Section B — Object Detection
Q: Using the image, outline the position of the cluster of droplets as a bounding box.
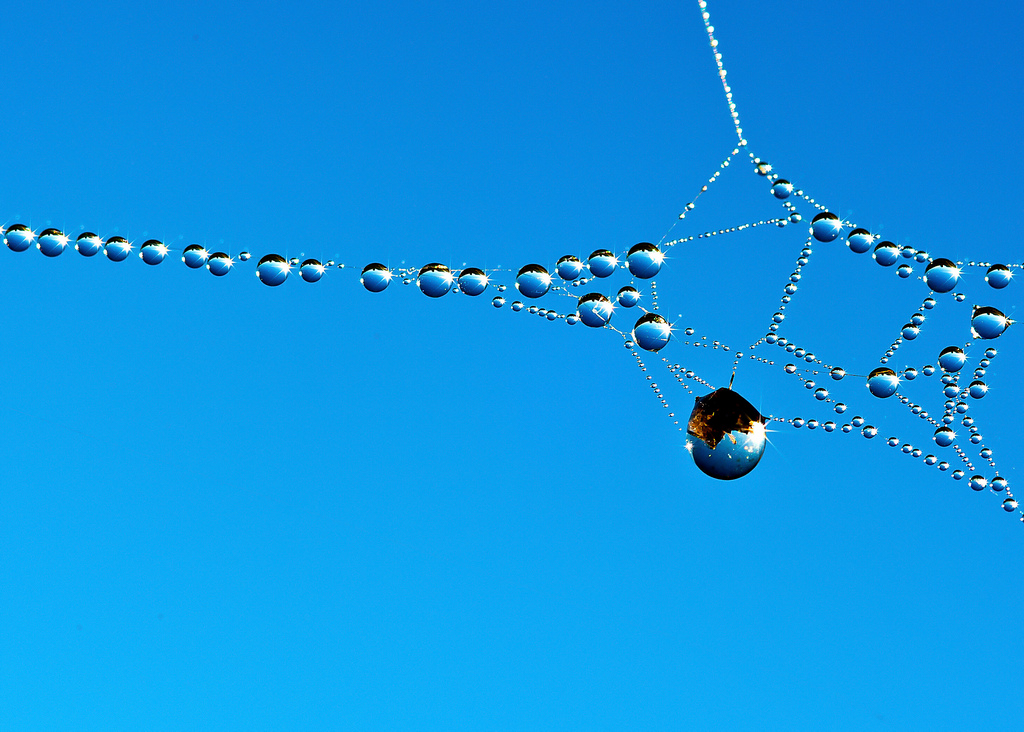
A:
[3,0,1020,520]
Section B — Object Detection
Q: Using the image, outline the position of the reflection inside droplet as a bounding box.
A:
[616,286,640,308]
[626,242,663,279]
[577,292,614,328]
[360,263,391,293]
[924,258,960,293]
[207,252,233,276]
[587,249,617,278]
[257,254,290,286]
[300,259,325,283]
[4,224,35,252]
[971,306,1009,339]
[140,239,168,265]
[182,244,209,269]
[866,367,899,398]
[75,232,103,257]
[37,228,68,257]
[104,236,131,262]
[417,262,453,297]
[810,212,842,242]
[632,313,671,352]
[515,264,552,298]
[687,388,767,480]
[457,267,489,296]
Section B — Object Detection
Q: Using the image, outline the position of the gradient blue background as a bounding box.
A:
[2,1,1021,729]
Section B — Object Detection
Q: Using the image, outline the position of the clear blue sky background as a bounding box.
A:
[2,1,1022,729]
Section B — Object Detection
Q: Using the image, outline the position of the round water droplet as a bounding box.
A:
[755,160,772,176]
[991,476,1007,492]
[828,367,845,381]
[904,367,918,380]
[846,228,873,254]
[300,259,325,283]
[626,242,663,279]
[937,346,966,373]
[924,258,960,293]
[182,244,209,269]
[886,437,899,447]
[4,224,34,252]
[238,251,251,262]
[866,367,899,398]
[555,255,583,281]
[771,179,792,199]
[968,380,988,399]
[632,313,671,352]
[823,421,836,432]
[969,475,987,491]
[577,292,614,328]
[546,311,557,321]
[360,263,391,293]
[515,264,552,298]
[792,417,805,428]
[985,264,1012,289]
[872,241,899,267]
[587,250,617,278]
[952,470,965,480]
[417,262,453,297]
[784,364,797,374]
[687,388,767,480]
[933,427,955,447]
[457,267,488,296]
[811,212,842,242]
[491,296,505,308]
[814,387,829,401]
[922,365,936,376]
[901,324,919,340]
[971,306,1009,339]
[1002,498,1018,512]
[103,236,131,262]
[616,286,640,308]
[834,403,847,414]
[207,252,232,276]
[566,315,578,325]
[862,425,878,438]
[37,228,68,257]
[257,254,290,286]
[511,301,524,312]
[74,232,102,257]
[896,263,913,279]
[140,239,168,265]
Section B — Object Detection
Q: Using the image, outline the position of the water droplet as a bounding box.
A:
[491,296,505,308]
[626,242,663,279]
[924,455,937,465]
[1002,498,1018,512]
[182,245,209,269]
[938,346,966,373]
[577,292,614,328]
[755,160,772,176]
[687,388,767,480]
[886,437,899,447]
[457,267,489,296]
[923,297,936,310]
[971,306,1009,339]
[555,255,583,281]
[968,380,988,399]
[811,212,842,242]
[37,228,68,257]
[924,258,960,293]
[952,470,965,480]
[901,324,920,340]
[616,286,640,308]
[256,254,290,286]
[904,367,918,380]
[852,416,865,427]
[896,263,913,279]
[417,263,453,297]
[862,425,878,438]
[872,241,899,267]
[587,249,617,278]
[103,236,131,262]
[846,228,873,254]
[969,475,987,491]
[933,427,955,447]
[75,232,103,257]
[991,476,1007,492]
[360,263,391,293]
[300,259,325,283]
[813,387,829,401]
[238,251,251,262]
[4,224,34,252]
[834,402,847,414]
[140,239,168,266]
[207,252,232,276]
[829,367,845,381]
[771,179,793,199]
[866,367,900,398]
[923,365,936,376]
[985,264,1012,289]
[515,264,552,298]
[632,313,672,352]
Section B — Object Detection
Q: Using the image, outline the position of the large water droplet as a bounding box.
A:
[771,179,792,199]
[846,228,874,254]
[811,212,842,242]
[37,228,68,257]
[933,427,955,447]
[587,250,618,278]
[207,252,233,276]
[971,306,1009,339]
[140,239,168,265]
[632,313,671,352]
[968,380,988,399]
[4,224,34,252]
[866,367,899,398]
[457,267,489,296]
[616,286,640,308]
[515,264,552,298]
[872,241,899,267]
[626,242,663,279]
[182,244,209,269]
[577,292,614,328]
[417,263,453,297]
[985,264,1012,289]
[75,232,103,257]
[924,258,960,293]
[687,388,767,480]
[300,259,325,283]
[937,346,966,372]
[555,255,583,281]
[104,236,131,262]
[969,475,987,491]
[257,254,290,286]
[360,263,391,293]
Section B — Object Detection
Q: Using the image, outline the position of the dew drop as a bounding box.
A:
[256,254,290,286]
[75,232,103,257]
[555,255,584,281]
[360,263,391,293]
[207,252,233,276]
[872,241,899,267]
[971,306,1009,339]
[632,313,672,352]
[300,259,325,283]
[586,250,617,278]
[616,286,640,308]
[626,242,663,279]
[417,263,454,298]
[924,258,960,293]
[985,264,1012,289]
[687,388,767,480]
[4,224,34,252]
[810,212,842,243]
[457,268,489,296]
[104,236,131,262]
[577,292,614,328]
[515,264,553,298]
[933,427,955,447]
[37,228,69,258]
[182,244,209,269]
[866,367,900,398]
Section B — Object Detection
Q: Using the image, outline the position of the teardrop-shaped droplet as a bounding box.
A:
[687,388,767,480]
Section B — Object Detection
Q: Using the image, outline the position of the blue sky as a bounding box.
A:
[2,1,1022,729]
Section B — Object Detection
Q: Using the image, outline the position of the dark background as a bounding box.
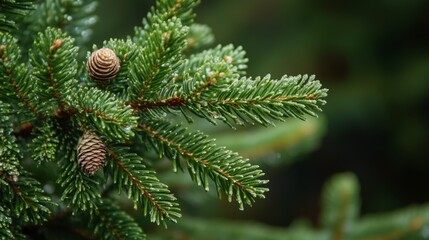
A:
[93,0,429,227]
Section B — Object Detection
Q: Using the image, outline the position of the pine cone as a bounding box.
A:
[87,48,120,83]
[77,130,107,175]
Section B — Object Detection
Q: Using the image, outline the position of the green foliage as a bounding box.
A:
[107,145,181,225]
[185,23,214,51]
[92,200,146,240]
[0,171,56,227]
[213,117,326,163]
[155,0,200,26]
[178,73,326,127]
[0,101,21,177]
[0,205,14,239]
[16,0,97,52]
[0,31,38,116]
[130,15,188,102]
[320,173,360,239]
[0,0,329,238]
[181,44,248,76]
[70,86,138,141]
[29,27,78,114]
[30,119,60,165]
[56,129,102,213]
[138,120,268,210]
[0,0,34,31]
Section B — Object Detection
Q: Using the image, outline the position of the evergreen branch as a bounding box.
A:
[16,0,97,52]
[158,217,321,240]
[129,16,188,102]
[130,60,232,121]
[29,119,60,165]
[135,62,327,128]
[0,205,14,239]
[185,23,214,52]
[155,0,200,26]
[188,74,328,127]
[350,204,429,240]
[92,199,146,240]
[0,101,21,177]
[0,0,35,31]
[69,86,138,141]
[180,73,327,127]
[2,172,56,225]
[180,44,248,76]
[130,95,186,110]
[213,117,326,161]
[58,155,102,213]
[56,129,102,213]
[134,0,199,43]
[30,27,79,112]
[0,32,40,114]
[320,173,360,240]
[59,0,98,46]
[138,120,269,210]
[107,145,181,225]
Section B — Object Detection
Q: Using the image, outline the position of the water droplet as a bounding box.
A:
[43,184,54,194]
[422,226,429,238]
[81,30,91,39]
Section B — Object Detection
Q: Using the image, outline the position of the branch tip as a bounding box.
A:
[0,44,6,57]
[50,39,63,52]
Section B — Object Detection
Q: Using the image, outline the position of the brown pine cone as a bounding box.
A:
[87,48,120,83]
[77,130,107,175]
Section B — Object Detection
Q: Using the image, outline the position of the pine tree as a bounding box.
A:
[0,0,329,239]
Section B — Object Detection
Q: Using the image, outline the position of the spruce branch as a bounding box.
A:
[185,23,214,51]
[58,155,102,213]
[0,0,35,31]
[16,0,97,52]
[138,120,269,210]
[130,59,232,122]
[107,145,181,225]
[92,199,146,240]
[0,32,39,114]
[185,74,327,127]
[180,44,248,76]
[155,0,200,26]
[29,119,60,165]
[56,130,102,213]
[350,205,429,240]
[134,0,199,43]
[29,27,78,113]
[0,171,56,225]
[69,86,138,141]
[0,205,13,239]
[129,16,188,102]
[0,0,331,237]
[320,173,360,240]
[0,101,21,177]
[135,63,327,128]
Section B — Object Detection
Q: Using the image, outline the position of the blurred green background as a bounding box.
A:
[93,0,429,229]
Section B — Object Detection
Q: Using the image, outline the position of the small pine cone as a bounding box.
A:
[87,48,120,83]
[77,130,107,175]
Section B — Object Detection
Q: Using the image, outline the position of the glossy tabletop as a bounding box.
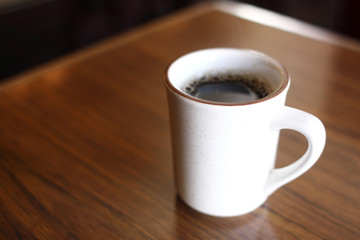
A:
[0,2,359,239]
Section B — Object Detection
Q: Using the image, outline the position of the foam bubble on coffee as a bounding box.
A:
[183,73,274,103]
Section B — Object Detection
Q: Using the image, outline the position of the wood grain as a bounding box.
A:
[0,2,359,239]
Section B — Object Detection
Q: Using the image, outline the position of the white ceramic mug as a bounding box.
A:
[164,48,326,217]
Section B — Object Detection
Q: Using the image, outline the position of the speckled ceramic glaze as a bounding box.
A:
[165,48,326,217]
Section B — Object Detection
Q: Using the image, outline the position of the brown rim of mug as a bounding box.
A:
[164,49,290,106]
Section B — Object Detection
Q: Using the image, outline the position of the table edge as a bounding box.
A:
[0,2,212,91]
[1,1,359,91]
[214,1,360,53]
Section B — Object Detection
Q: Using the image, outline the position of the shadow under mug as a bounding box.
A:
[164,48,326,217]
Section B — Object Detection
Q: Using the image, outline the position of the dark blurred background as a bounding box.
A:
[0,0,359,80]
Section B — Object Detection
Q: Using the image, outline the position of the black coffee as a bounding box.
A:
[184,73,273,103]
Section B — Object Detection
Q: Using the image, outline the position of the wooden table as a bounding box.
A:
[1,2,359,239]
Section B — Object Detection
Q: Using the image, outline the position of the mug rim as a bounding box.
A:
[164,48,290,106]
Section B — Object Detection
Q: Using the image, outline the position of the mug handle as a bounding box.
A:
[265,106,326,196]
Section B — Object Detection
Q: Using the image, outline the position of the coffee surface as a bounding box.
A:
[184,74,273,103]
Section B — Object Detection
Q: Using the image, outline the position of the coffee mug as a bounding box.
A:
[164,48,326,217]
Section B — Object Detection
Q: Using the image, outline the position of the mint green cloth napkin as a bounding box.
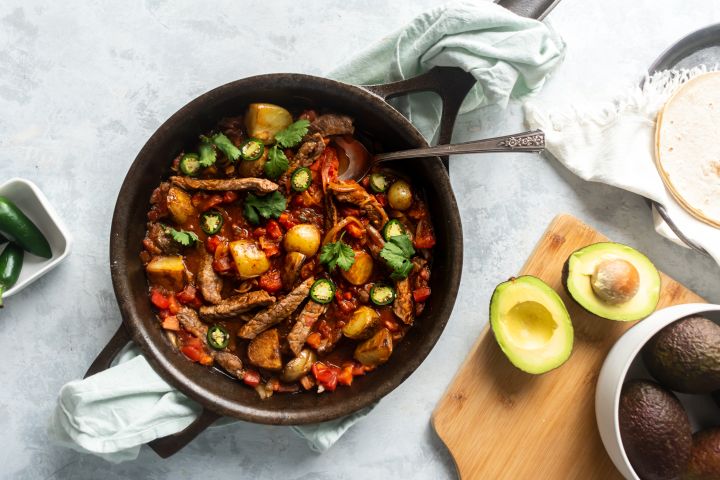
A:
[49,0,564,463]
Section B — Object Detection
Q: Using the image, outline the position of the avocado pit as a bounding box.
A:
[590,258,640,305]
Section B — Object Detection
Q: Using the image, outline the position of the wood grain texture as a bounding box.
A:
[432,214,704,480]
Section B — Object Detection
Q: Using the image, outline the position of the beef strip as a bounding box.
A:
[177,307,246,380]
[294,133,326,167]
[198,249,223,305]
[148,182,171,221]
[170,176,278,193]
[143,222,180,255]
[308,114,354,137]
[393,278,414,325]
[287,301,327,356]
[199,290,276,321]
[365,225,386,260]
[317,327,343,355]
[237,277,314,339]
[329,181,388,228]
[214,351,245,379]
[324,195,338,232]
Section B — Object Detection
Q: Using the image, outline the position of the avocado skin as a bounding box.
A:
[642,316,720,394]
[619,380,692,480]
[684,427,720,480]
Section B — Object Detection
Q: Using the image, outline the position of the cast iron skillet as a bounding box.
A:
[85,0,560,458]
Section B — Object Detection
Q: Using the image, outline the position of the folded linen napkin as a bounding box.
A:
[525,66,720,264]
[49,0,565,463]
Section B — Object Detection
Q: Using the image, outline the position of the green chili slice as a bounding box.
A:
[310,279,336,304]
[382,219,406,241]
[290,167,312,192]
[207,324,230,350]
[179,153,201,176]
[200,210,224,235]
[240,138,265,162]
[369,173,388,193]
[370,283,396,306]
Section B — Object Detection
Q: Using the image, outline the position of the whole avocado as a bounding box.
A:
[642,316,720,394]
[684,427,720,480]
[619,380,692,480]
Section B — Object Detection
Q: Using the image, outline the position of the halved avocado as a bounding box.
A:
[563,242,660,321]
[489,276,573,374]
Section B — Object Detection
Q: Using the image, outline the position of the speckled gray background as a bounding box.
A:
[1,1,719,479]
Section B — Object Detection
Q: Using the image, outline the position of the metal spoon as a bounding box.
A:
[335,130,545,181]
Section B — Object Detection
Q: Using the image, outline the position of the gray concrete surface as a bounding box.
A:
[1,1,719,478]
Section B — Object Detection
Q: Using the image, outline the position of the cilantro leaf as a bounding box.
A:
[212,133,241,162]
[319,234,355,272]
[264,145,289,179]
[198,137,216,167]
[380,234,416,280]
[274,119,310,148]
[244,191,286,225]
[165,226,199,246]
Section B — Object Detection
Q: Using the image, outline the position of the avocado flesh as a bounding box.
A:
[564,242,660,321]
[619,380,692,480]
[642,315,720,394]
[685,427,720,480]
[489,276,573,375]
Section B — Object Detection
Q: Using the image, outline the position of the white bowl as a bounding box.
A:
[596,303,720,479]
[0,178,72,299]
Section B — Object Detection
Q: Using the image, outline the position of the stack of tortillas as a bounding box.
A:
[656,71,720,228]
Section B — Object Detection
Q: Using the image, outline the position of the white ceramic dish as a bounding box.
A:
[0,178,72,299]
[596,303,720,480]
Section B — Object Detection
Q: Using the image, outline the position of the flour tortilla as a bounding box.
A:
[656,71,720,228]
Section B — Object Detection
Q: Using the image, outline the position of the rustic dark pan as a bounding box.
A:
[85,0,559,457]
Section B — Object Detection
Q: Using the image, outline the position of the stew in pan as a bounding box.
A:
[140,103,435,398]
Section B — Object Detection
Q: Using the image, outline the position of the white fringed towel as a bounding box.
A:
[525,67,720,264]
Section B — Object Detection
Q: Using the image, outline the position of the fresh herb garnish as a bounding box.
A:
[198,136,216,167]
[165,226,199,246]
[243,191,286,225]
[380,234,415,280]
[264,145,289,179]
[319,232,355,272]
[212,133,242,162]
[274,119,310,148]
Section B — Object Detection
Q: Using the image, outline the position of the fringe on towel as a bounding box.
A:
[525,65,715,130]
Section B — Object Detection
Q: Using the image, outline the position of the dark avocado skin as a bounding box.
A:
[685,427,720,480]
[619,380,692,480]
[642,316,720,394]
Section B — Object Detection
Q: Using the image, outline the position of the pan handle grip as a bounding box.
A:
[147,408,221,458]
[84,324,132,378]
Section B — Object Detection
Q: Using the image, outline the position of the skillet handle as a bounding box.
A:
[147,408,221,458]
[84,324,132,378]
[84,324,221,458]
[362,0,560,164]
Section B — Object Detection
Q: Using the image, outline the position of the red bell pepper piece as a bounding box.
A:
[150,289,170,310]
[412,286,431,303]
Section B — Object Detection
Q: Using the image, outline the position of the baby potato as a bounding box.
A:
[281,349,317,382]
[245,103,293,144]
[342,306,380,340]
[166,187,197,224]
[247,329,282,371]
[283,224,321,257]
[354,328,393,367]
[387,180,413,211]
[341,251,373,285]
[146,255,185,291]
[229,240,270,279]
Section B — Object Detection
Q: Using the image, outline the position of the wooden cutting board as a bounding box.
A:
[432,214,704,480]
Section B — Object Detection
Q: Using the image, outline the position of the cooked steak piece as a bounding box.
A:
[198,249,223,305]
[365,225,385,259]
[214,351,245,379]
[143,222,180,255]
[170,176,278,193]
[177,307,208,338]
[147,182,171,221]
[294,133,326,167]
[393,278,414,325]
[317,327,342,355]
[324,195,338,232]
[199,290,276,321]
[308,114,354,137]
[330,181,388,228]
[238,277,314,339]
[287,301,328,356]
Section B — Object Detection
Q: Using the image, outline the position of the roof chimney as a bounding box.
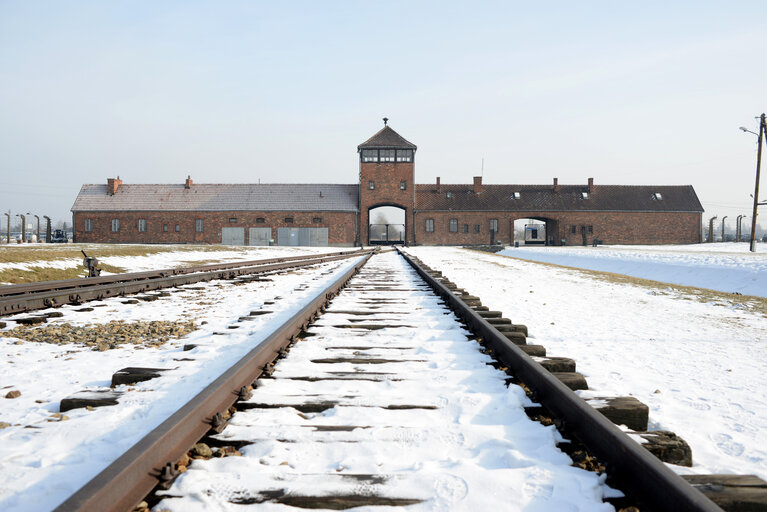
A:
[553,177,559,193]
[473,176,482,194]
[588,177,594,194]
[436,177,441,193]
[107,176,123,196]
[185,175,193,189]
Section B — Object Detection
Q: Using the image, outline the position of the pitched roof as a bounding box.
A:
[415,184,703,212]
[71,184,359,212]
[357,126,417,151]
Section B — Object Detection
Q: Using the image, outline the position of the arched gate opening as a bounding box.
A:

Required action => Looking at the entries, work out how many lines include the word "brown" and give the number by itself.

Output => 2